Objectives
(A) Output the passage of the post-liberalism blog post between "Tuesday, September 9, 2014" and "for ideological inspiration.", inclusive, copied word for word.
(B) Render the lines of the records between the one holding "TARGET = large leafy tree" and the end of the records, inclusive, as a numbered list with blank lines omitted.

Tuesday, September 9, 2014

Post-liberalism in Australia?


As a poliblogosphere, Australians probably pay less attention than is warranted to British politics and too much to American politics when it comes to detecting long term trends that will affect our politics. While there are links between the Democrats and Labour and the Republicans and the Liberals which are useful perhaps more for practical matters - e.g. Obama's start of the art campaign management and GOTV machines, and the Tea Party's ability to suck money out of billionaires - it is the Old Dart where our federal politicians most often look for ideological inspiration.

In this vein, former Bill Shorten staffer Nick Dyrenfurth had a screed published in the Fairfax press on the weekend extolling the virtues of something called post-liberalism (the Chifley Research Centre published a non-edited full version). The premise of it as an ideology is hard to define, which is why articles on it tend to call it a "disposition" rather than a coherent creed. Its very elusiveness is part of its construction at this point. The final paragraph of a Financial Times article from May 2012 from one of its architects from the Demos think tank perhaps summed it up best:
The story of British politics since Margaret Thatcher has been described as the right winning the economic argument and the left winning the cultural one. Starting from where we are today the reverse would make better post-liberal sense and, if the current fiscal orthodoxy fails, it may be the only way to unstick British politics.

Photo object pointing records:
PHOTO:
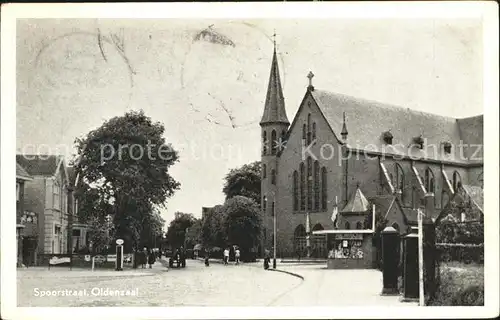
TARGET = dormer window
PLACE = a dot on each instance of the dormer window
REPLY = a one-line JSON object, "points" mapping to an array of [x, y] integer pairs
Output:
{"points": [[447, 147], [387, 136], [418, 142]]}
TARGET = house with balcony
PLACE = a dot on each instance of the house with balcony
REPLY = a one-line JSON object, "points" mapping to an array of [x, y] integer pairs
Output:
{"points": [[21, 178], [47, 205]]}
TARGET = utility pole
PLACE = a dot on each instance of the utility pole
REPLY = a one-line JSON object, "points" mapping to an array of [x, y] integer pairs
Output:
{"points": [[274, 234]]}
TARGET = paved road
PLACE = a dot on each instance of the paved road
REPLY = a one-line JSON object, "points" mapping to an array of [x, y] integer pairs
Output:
{"points": [[196, 285], [324, 287]]}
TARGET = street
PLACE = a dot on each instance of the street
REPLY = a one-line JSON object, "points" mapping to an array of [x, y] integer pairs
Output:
{"points": [[197, 285]]}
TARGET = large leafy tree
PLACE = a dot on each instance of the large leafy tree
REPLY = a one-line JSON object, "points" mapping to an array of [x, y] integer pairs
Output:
{"points": [[123, 166], [242, 222], [213, 232], [244, 181], [176, 233]]}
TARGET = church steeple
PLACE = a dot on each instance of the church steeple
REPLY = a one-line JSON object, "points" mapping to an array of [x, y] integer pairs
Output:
{"points": [[274, 108]]}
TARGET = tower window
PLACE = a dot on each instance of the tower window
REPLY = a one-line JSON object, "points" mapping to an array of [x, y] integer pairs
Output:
{"points": [[264, 143], [447, 147], [274, 142]]}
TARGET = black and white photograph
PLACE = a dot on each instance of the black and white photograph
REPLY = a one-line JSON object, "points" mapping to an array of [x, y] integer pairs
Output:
{"points": [[247, 155]]}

Solutions to each task
(A)
Tuesday, September 9, 2014

Post-liberalism in Australia?


As a poliblogosphere, Australians probably pay less attention than is warranted to British politics and too much to American politics when it comes to detecting long term trends that will affect our politics. While there are links between the Democrats and Labour and the Republicans and the Liberals which are useful perhaps more for practical matters - e.g. Obama's start of the art campaign management and GOTV machines, and the Tea Party's ability to suck money out of billionaires - it is the Old Dart where our federal politicians most often look for ideological inspiration.

(B)
1. TARGET = large leafy tree
2. PLACE = a dot on each instance of the large leafy tree
3. REPLY = a one-line JSON object, "points" mapping to an array of [x, y] integer pairs
4. Output:
5. {"points": [[123, 166], [242, 222], [213, 232], [244, 181], [176, 233]]}
6. TARGET = church steeple
7. PLACE = a dot on each instance of the church steeple
8. REPLY = a one-line JSON object, "points" mapping to an array of [x, y] integer pairs
9. Output:
10. {"points": [[274, 108]]}
11. TARGET = tower window
12. PLACE = a dot on each instance of the tower window
13. REPLY = a one-line JSON object, "points" mapping to an array of [x, y] integer pairs
14. Output:
15. {"points": [[264, 143], [447, 147], [274, 142]]}
16. TARGET = black and white photograph
17. PLACE = a dot on each instance of the black and white photograph
18. REPLY = a one-line JSON object, "points" mapping to an array of [x, y] integer pairs
19. Output:
20. {"points": [[247, 155]]}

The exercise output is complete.